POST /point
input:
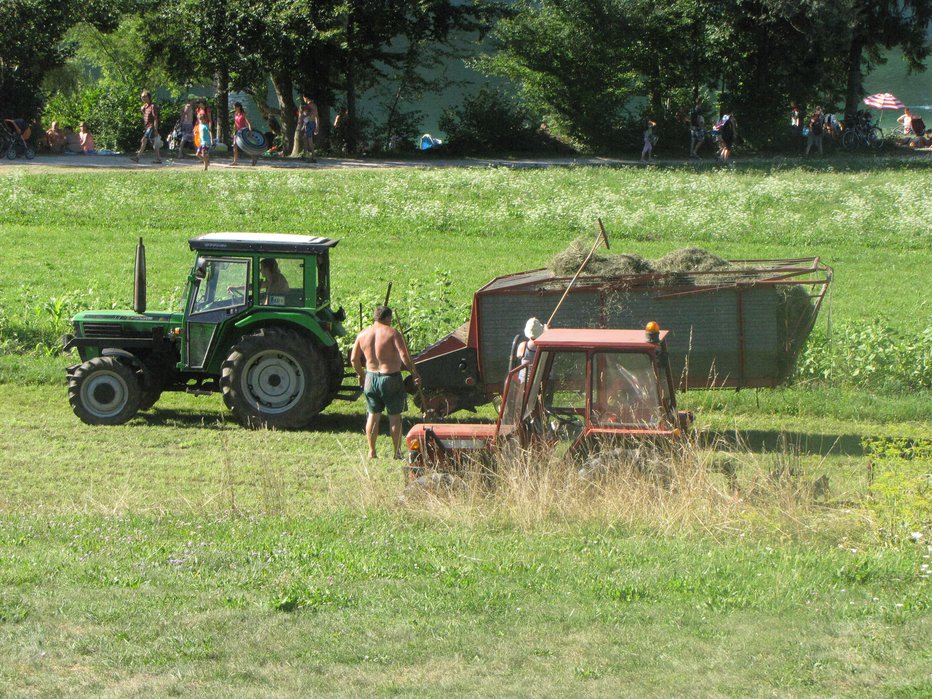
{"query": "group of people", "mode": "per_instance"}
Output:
(66, 140)
(195, 126)
(723, 133)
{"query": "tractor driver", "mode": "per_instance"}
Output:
(379, 354)
(273, 282)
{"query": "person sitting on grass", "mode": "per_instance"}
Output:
(87, 140)
(55, 138)
(72, 141)
(20, 127)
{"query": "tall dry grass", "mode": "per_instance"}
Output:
(719, 490)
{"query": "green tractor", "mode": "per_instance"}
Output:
(257, 326)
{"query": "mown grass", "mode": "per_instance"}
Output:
(180, 554)
(350, 604)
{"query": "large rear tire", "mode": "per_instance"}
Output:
(104, 391)
(276, 378)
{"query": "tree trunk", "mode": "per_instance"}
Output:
(855, 86)
(223, 104)
(351, 131)
(284, 92)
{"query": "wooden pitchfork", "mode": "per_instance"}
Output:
(601, 237)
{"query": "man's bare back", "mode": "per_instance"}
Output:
(383, 348)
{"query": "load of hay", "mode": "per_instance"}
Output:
(684, 261)
(682, 267)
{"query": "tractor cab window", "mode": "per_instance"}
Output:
(323, 279)
(281, 282)
(513, 397)
(220, 283)
(556, 404)
(624, 390)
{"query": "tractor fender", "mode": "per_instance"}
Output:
(273, 317)
(134, 361)
(123, 354)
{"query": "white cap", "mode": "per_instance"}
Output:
(533, 329)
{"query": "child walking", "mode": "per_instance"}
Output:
(240, 124)
(649, 140)
(203, 132)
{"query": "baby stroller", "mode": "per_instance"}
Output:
(13, 139)
(181, 134)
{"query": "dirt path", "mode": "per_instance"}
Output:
(54, 163)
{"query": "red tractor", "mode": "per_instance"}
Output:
(585, 388)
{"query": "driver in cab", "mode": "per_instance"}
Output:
(272, 284)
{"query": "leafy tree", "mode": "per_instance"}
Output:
(572, 60)
(204, 40)
(883, 24)
(31, 45)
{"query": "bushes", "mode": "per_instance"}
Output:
(491, 122)
(111, 112)
(869, 355)
(900, 493)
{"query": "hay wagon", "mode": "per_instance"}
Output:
(738, 327)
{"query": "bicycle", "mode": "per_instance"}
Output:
(862, 132)
(13, 144)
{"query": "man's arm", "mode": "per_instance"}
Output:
(356, 360)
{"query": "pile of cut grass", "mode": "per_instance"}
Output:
(684, 260)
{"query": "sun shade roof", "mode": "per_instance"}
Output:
(597, 339)
(262, 242)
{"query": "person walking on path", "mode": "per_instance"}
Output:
(378, 356)
(727, 132)
(87, 140)
(696, 129)
(150, 125)
(310, 119)
(649, 140)
(240, 123)
(203, 132)
(816, 123)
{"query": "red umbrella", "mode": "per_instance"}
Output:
(884, 100)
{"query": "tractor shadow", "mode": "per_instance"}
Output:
(768, 441)
(336, 423)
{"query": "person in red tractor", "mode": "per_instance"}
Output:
(378, 356)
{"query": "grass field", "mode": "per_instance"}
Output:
(182, 555)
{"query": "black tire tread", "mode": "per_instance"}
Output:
(85, 371)
(317, 379)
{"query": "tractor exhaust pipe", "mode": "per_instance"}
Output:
(139, 279)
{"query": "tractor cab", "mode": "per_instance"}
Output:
(584, 388)
(242, 280)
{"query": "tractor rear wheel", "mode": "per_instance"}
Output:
(275, 378)
(104, 391)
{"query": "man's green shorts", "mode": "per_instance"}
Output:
(385, 391)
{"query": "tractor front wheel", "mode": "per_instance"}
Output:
(104, 391)
(276, 378)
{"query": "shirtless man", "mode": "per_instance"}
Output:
(384, 352)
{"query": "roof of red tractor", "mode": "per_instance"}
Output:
(592, 338)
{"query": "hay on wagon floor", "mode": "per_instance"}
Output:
(690, 260)
(685, 260)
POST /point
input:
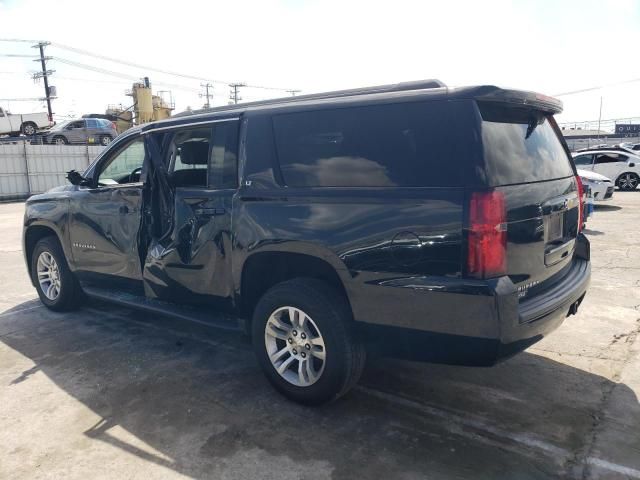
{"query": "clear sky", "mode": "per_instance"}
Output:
(547, 46)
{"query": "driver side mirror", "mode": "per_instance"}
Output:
(76, 178)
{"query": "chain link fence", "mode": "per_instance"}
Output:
(27, 169)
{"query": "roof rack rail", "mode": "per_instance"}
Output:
(393, 87)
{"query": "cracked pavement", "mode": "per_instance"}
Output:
(106, 392)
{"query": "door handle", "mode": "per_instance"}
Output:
(209, 212)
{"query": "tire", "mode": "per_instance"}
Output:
(48, 262)
(327, 328)
(29, 128)
(627, 181)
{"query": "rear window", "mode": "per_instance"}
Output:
(397, 145)
(521, 145)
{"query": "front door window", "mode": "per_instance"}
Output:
(125, 166)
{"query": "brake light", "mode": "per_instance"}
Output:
(580, 203)
(487, 240)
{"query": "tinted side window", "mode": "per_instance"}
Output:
(189, 157)
(399, 145)
(124, 166)
(224, 161)
(521, 145)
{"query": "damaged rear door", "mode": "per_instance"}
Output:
(190, 262)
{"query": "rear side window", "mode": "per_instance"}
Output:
(520, 145)
(398, 145)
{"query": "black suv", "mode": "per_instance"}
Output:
(409, 220)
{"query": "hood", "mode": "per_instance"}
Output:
(592, 175)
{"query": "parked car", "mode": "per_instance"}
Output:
(83, 131)
(622, 167)
(600, 187)
(26, 123)
(431, 223)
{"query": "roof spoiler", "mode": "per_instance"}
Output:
(520, 98)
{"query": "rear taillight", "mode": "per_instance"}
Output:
(580, 203)
(487, 240)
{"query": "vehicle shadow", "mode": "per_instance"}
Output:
(197, 397)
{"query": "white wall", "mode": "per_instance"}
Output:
(29, 169)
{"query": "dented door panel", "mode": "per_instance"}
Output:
(193, 263)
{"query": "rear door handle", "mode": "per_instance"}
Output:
(209, 212)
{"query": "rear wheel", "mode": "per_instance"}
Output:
(56, 285)
(304, 340)
(628, 181)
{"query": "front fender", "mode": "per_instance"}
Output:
(52, 215)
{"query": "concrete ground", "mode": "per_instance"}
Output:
(106, 392)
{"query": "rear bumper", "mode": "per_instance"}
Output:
(468, 322)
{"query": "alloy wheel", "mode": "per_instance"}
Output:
(49, 275)
(295, 346)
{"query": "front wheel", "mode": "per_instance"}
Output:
(628, 181)
(304, 340)
(56, 285)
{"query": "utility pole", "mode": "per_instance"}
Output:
(234, 97)
(45, 75)
(207, 95)
(599, 118)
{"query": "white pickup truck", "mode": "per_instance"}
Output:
(28, 123)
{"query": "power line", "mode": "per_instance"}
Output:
(88, 53)
(18, 55)
(207, 95)
(154, 69)
(25, 99)
(234, 97)
(113, 73)
(18, 40)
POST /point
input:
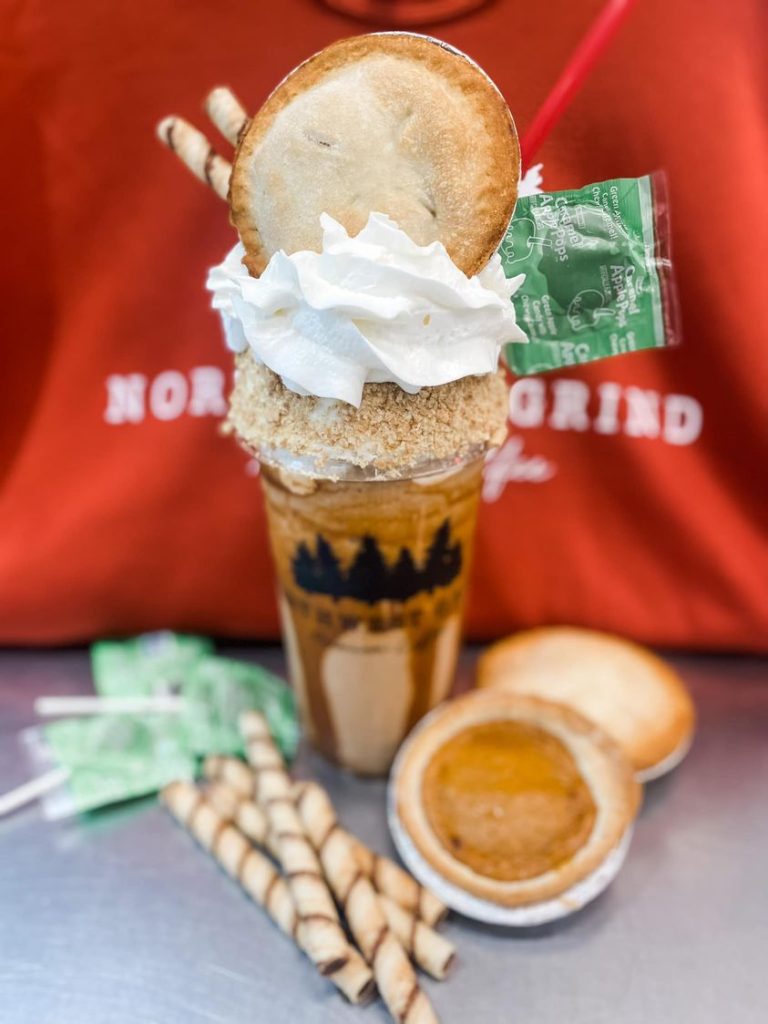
■ ■ ■ ■ ■ ■ ■
> _WHAT IS BEING ASKED_
Where pictures sit among the data above, omit them, and output the rest exactly.

> _TASK SOLUTION_
POST /point
input:
{"query": "group of people", "mode": "per_instance"}
Output:
(66, 140)
(195, 126)
(723, 133)
{"query": "tractor driver", "mode": "per_instance"}
Output:
(379, 354)
(273, 282)
{"query": "person sitting on grass", "mode": "per_instance"}
Output:
(87, 140)
(55, 138)
(72, 141)
(20, 127)
{"query": "tall dry grass", "mode": "per_instance"}
Output:
(719, 490)
{"query": "green tractor", "mode": "per_instance"}
Output:
(257, 326)
{"query": "mown grass", "mode": "per_instance"}
Output:
(180, 554)
(350, 604)
{"query": "large rear tire", "mode": "per_instance"}
Output:
(104, 391)
(276, 378)
{"query": "tree trunk", "mode": "per_instance"}
Output:
(855, 86)
(223, 104)
(351, 131)
(284, 92)
{"query": "wooden pitchfork", "mode": "per_instance"}
Output:
(601, 237)
{"query": "man's bare back", "mode": "per_instance"}
Output:
(383, 348)
{"query": "load of hay", "mode": "per_instance"}
Output:
(684, 261)
(682, 267)
{"query": "tractor cab window", "mode": "per_instance"}
Output:
(323, 279)
(281, 282)
(513, 397)
(220, 283)
(556, 404)
(624, 390)
{"query": "tractor fender", "mode": "per_instance"}
Output:
(273, 317)
(134, 361)
(123, 354)
{"query": "white cap", "mode": "per_instance"}
Output:
(533, 329)
{"query": "child walking", "mode": "per_instance"}
Output:
(240, 124)
(649, 140)
(203, 132)
{"query": "baby stroller", "mode": "per_instance"}
Output:
(13, 139)
(181, 134)
{"query": "dirt path", "mode": "per_instance"}
Output:
(54, 163)
{"query": "red tractor", "mode": "per_instance"}
Output:
(585, 388)
{"query": "driver in cab", "mode": "per_instance"}
Output:
(272, 284)
{"query": "leafy tree", "mode": "per_instance"}
Output:
(572, 60)
(204, 40)
(883, 24)
(31, 45)
{"query": "bushes", "mode": "per_instance"}
Output:
(491, 122)
(111, 112)
(869, 355)
(900, 493)
{"query": "hay wagon", "mode": "per_instance"}
Output:
(738, 327)
{"query": "bicycle", "mode": "per_instance"}
Output:
(862, 132)
(13, 144)
{"query": "man's arm", "mode": "per_instance"}
Output:
(356, 360)
{"query": "pile of cut grass", "mode": "per_instance"}
Output:
(684, 260)
{"query": "sun shade roof", "mode": "per_instance"}
Output:
(597, 339)
(262, 242)
{"query": "person walking on path", "mode": "per_instance"}
Output:
(378, 356)
(727, 132)
(87, 140)
(696, 129)
(150, 125)
(310, 119)
(649, 140)
(240, 123)
(203, 132)
(816, 123)
{"query": "red umbrella", "mode": "per_instance"}
Output:
(884, 100)
{"query": "tractor shadow", "mode": "per_instance"}
Output:
(768, 441)
(336, 423)
{"query": "person in red tractor", "mode": "per_instance"}
Output:
(378, 356)
{"query": "grass field", "mode": "per_instance"}
Output:
(182, 555)
{"query": "black tire tread", "mode": "per_instance"}
Output:
(85, 371)
(317, 379)
{"query": "tractor exhaust pipe", "mode": "per_instance"}
Output:
(139, 279)
{"query": "tractor cab", "mode": "per_instance"}
Output:
(584, 388)
(242, 280)
{"query": "tractor rear wheel", "mode": "per_instance"}
Output:
(275, 378)
(104, 391)
{"query": "man's green shorts", "mode": "per_instance"}
Output:
(385, 391)
{"query": "tractor front wheel", "mode": "per_instance"}
Output:
(104, 391)
(276, 378)
{"query": "shirtless man", "mode": "per_instance"}
Output:
(384, 352)
{"query": "roof of red tractor", "mode": "per_instance"}
Output:
(592, 338)
{"query": "hay on wagon floor", "mode": "per_instance"}
Output:
(690, 260)
(685, 260)
POST /point
input:
{"query": "clear sky", "mode": "per_instance"}
Output:
(547, 46)
{"query": "driver side mirror", "mode": "per_instance"}
Output:
(76, 178)
{"query": "chain link fence", "mode": "per_instance"}
Output:
(27, 169)
{"query": "roof rack rail", "mode": "per_instance"}
Output:
(393, 87)
{"query": "cracked pavement", "mode": "per_instance"}
Output:
(106, 392)
{"query": "door handle", "mode": "per_instance"}
Output:
(209, 212)
{"query": "tire", "mode": "per_instance"}
Output:
(48, 262)
(327, 328)
(29, 128)
(627, 181)
{"query": "rear window", "mode": "per_instance"}
Output:
(397, 145)
(521, 145)
{"query": "front door window", "mode": "per_instance"}
Output:
(125, 166)
{"query": "brake light", "mode": "per_instance"}
Output:
(580, 203)
(487, 240)
{"query": "tinted side window", "mode": "per_instance"}
Output:
(189, 157)
(399, 145)
(124, 166)
(224, 161)
(521, 145)
{"query": "damaged rear door", "mode": "per_instance"}
Output:
(190, 262)
{"query": "rear side window", "mode": "per_instance"}
Output:
(520, 145)
(398, 145)
{"query": "black suv", "mode": "per_instance"}
Output:
(409, 220)
{"query": "hood", "mode": "per_instance"}
Output:
(592, 175)
{"query": "parked car", "mode": "per_instance"}
Output:
(83, 131)
(622, 167)
(600, 187)
(26, 123)
(431, 223)
{"query": "roof spoiler", "mode": "per_instance"}
Output:
(520, 98)
{"query": "rear taillight", "mode": "per_instance"}
Output:
(580, 203)
(487, 240)
{"query": "vehicle shadow", "mode": "per_instance"}
Output:
(197, 397)
{"query": "white wall", "mode": "per_instance"}
Output:
(29, 169)
{"query": "dented door panel", "mode": "per_instance"}
Output:
(193, 263)
{"query": "rear door handle", "mode": "per_instance"}
Output:
(209, 212)
{"query": "rear wheel", "mode": "per_instance"}
Output:
(56, 285)
(304, 340)
(628, 181)
{"query": "front fender", "mode": "per_instance"}
Output:
(52, 215)
{"query": "concrete ground", "mode": "per_instance"}
Output:
(106, 392)
{"query": "rear bumper", "mode": "per_instance"}
Output:
(468, 322)
{"query": "alloy wheel", "mode": "per_instance"}
Output:
(49, 275)
(295, 346)
{"query": "front wheel", "mode": "per_instance"}
Output:
(628, 181)
(304, 340)
(56, 285)
{"query": "utility pole", "mode": "per_instance"}
Output:
(234, 97)
(45, 75)
(207, 95)
(599, 118)
{"query": "white pickup truck", "mode": "per_instance"}
Output:
(28, 123)
{"query": "power line", "mode": "per_instance"}
Output:
(88, 53)
(18, 55)
(207, 95)
(154, 69)
(25, 99)
(234, 97)
(113, 73)
(18, 40)
POST /point
input:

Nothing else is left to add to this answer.